··· Data records ···

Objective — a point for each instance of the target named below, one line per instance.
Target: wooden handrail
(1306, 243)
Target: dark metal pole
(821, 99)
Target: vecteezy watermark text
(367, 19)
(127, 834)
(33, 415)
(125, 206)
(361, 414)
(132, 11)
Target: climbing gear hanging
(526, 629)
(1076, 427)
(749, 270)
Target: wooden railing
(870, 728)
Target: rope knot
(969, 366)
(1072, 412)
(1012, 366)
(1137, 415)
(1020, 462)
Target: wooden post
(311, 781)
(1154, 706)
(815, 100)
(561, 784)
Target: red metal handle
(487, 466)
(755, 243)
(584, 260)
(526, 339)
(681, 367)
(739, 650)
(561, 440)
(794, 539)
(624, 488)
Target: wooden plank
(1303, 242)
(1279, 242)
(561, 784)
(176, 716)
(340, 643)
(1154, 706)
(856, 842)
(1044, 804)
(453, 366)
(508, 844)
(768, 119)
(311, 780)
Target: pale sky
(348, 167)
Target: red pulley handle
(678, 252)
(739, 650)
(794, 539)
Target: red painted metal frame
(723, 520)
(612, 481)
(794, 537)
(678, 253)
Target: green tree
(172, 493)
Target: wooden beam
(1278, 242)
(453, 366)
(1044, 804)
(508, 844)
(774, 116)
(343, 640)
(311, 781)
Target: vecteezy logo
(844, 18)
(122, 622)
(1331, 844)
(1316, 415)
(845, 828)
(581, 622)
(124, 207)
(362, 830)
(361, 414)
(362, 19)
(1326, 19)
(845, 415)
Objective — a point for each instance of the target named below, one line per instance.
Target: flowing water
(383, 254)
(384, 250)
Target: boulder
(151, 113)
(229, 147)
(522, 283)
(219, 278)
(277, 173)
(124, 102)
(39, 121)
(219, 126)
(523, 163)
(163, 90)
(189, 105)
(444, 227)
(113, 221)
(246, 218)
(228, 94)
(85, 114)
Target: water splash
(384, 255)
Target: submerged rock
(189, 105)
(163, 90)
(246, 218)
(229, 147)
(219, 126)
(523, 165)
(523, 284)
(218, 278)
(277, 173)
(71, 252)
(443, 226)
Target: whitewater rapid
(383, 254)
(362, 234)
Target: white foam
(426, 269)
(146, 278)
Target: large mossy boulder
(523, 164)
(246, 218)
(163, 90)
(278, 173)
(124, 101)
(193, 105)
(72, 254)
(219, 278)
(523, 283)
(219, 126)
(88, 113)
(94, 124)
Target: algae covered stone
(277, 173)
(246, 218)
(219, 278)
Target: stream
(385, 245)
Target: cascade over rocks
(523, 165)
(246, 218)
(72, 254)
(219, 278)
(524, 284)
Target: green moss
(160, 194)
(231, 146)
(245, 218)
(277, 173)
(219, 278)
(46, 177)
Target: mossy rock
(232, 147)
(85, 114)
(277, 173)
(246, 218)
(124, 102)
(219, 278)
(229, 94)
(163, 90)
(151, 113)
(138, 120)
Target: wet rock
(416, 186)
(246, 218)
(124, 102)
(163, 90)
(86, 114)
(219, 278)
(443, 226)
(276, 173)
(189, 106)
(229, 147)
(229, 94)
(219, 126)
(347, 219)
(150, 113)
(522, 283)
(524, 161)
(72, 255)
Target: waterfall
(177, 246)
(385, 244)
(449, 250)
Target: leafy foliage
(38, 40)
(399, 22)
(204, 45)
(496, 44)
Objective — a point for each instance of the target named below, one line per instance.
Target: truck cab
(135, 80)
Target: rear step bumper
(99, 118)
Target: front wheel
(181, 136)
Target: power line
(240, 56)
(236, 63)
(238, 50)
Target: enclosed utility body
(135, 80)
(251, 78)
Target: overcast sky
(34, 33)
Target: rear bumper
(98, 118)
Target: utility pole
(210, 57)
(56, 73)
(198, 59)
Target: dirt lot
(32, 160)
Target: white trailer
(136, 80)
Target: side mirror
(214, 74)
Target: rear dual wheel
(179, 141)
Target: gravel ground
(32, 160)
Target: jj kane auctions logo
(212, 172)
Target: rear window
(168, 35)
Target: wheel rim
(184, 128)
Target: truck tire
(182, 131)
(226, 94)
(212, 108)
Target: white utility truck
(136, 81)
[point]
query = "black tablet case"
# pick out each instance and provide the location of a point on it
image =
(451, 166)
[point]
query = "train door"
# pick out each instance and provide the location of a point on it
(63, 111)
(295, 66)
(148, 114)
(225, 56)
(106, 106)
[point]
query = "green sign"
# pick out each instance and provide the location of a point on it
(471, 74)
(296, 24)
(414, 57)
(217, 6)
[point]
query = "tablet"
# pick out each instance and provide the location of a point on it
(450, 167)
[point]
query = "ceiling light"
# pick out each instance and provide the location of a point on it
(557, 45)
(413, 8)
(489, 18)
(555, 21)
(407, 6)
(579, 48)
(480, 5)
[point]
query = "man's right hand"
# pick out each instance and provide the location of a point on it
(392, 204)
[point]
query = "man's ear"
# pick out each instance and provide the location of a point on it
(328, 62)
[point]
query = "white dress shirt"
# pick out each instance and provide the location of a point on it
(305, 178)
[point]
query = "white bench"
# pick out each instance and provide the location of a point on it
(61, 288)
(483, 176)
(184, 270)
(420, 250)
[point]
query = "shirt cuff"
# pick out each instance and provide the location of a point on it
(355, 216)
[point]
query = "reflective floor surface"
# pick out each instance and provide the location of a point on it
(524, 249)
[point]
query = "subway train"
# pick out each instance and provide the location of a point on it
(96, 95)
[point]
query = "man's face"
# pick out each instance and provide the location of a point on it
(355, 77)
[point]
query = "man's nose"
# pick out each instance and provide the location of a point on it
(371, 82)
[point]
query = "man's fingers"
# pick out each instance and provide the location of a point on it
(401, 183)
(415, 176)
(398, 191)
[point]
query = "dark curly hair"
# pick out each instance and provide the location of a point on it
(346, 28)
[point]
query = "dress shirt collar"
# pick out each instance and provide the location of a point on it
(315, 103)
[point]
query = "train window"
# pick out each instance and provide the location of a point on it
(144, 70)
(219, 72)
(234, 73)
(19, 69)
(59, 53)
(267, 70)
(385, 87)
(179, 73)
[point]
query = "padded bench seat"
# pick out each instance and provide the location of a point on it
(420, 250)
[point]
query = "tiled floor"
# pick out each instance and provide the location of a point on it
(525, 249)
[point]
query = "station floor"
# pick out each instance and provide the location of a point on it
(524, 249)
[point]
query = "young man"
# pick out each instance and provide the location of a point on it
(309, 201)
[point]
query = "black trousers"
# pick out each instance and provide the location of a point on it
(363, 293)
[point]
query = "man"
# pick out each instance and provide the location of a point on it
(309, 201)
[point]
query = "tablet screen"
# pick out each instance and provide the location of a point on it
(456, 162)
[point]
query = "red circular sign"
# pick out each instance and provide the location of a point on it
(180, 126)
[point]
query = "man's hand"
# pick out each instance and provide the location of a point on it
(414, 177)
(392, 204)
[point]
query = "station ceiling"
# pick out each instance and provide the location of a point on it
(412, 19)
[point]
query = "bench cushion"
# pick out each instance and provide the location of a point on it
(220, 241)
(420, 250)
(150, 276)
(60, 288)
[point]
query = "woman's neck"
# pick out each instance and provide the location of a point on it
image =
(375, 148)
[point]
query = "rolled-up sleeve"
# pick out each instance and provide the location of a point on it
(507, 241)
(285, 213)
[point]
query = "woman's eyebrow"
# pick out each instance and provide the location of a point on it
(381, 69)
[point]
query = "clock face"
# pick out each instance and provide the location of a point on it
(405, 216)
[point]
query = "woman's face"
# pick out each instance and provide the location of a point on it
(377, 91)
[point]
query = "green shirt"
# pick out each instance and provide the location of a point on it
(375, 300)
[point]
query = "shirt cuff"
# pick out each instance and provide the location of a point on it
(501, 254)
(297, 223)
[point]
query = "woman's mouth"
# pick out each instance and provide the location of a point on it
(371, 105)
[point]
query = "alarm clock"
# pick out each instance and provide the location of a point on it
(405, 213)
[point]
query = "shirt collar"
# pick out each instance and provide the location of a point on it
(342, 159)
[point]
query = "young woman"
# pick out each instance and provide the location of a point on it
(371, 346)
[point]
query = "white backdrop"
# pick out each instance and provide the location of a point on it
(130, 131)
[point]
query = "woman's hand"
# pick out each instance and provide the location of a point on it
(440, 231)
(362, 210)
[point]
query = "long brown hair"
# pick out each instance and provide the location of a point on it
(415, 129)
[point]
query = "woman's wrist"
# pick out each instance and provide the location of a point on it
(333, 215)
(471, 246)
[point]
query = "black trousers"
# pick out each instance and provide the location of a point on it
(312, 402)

···

== Exercise ==
Look through the data above and return each line where the string "tablet" occurs.

== Answer space ==
query = "black tablet case"
query = "tablet"
query = "tablet screen"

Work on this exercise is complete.